11 hours ago, leadeater said:

That's not a problem anymore, RDMA NICs match Infiniband latency and most high end adapters are CNAs now days anyway. Infiniband performance share and deployment share in the top 500 is getting rather small now, decreasing every year significantly. Most are deploying 25G, 40G and 100G Ethernet with a large contingent of 10G already existing (likely using first wave of RDMA).

and expertise to make any new technology industry ready.

RMDA is nice as that helps remove the bottleneck at system nodes but there is still the issue of Ethernet switches in between the nodes.  In particular I will cite this paper (PDF) which puts RMDA Ethernet switching at 100 to 300 ns higher than Infiniband.  For a single switch that isn't bad but when your topology involves several layers of switches, that adds up and give Infinitband and similar a clear advantage over RMDA capable 100 Gbit Ethernet.

 

You also cite the reason as to why Infiniband market share has been declining:  Intel purchased one the bigger Infiniband manufactures and created Omnipath.  This result should not be surprising.

 

12 hours ago, leadeater said:

One of the big reasons HPE purchased SGI was their technology that synchronized CPU core clocks across the cluster, they then partnered with Intel to make custom SKUs with this technology in it.

I believe that you are referring to NUMALink which I mentioned.  It replaces the similar coherent interconnect HP re-used for their Dragonhawk based SuperDome systems.  The Intel partnership was mainly to get a chipset license in effect, something Intel hasn't done in years except for these high end server exceptions.  The interconnect chip is an entire HPE affair.

 

12 hours ago, leadeater said:

Not really, Gen-Z was an industry wide spec come about from multiple companies looking at memory semantic/memory centric philosophies. Gen-z was going to happen without The Machine but The Machine did utilize it and took it out of mere specification development and worked on actual implementation.

## Data extract:
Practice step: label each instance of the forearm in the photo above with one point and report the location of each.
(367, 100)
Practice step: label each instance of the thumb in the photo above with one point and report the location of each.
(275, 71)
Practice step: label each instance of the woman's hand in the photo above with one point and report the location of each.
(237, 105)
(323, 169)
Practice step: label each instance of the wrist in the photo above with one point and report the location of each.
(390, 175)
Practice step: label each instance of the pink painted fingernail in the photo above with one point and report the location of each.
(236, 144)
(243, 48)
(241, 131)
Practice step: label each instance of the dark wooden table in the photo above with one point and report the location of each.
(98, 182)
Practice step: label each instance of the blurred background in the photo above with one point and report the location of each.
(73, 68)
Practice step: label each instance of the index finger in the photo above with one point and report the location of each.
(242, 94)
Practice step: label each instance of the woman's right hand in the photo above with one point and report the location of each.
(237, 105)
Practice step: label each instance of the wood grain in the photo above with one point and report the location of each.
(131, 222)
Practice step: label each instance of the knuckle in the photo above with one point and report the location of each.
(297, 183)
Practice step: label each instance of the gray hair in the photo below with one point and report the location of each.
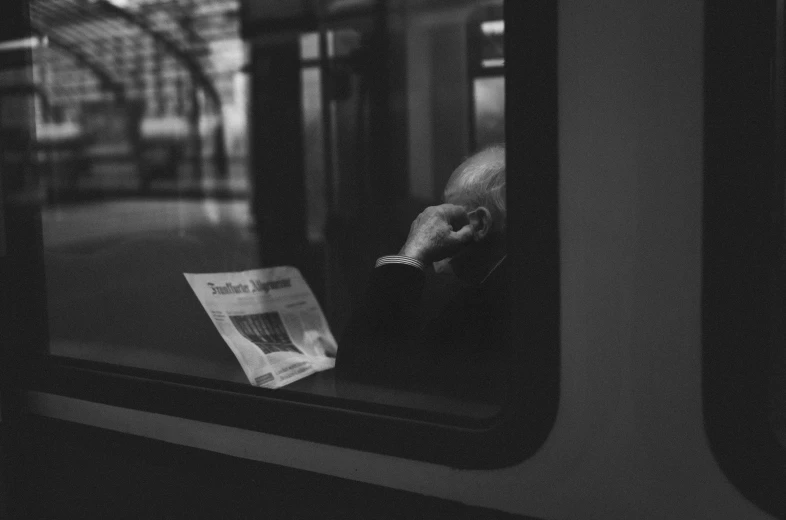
(480, 181)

## Directions:
In the forum post about cluster interconnects, how much higher than Infiniband does the cited paper put RDMA Ethernet switching latency?

## Answer to this exercise:
100 to 300 ns higher.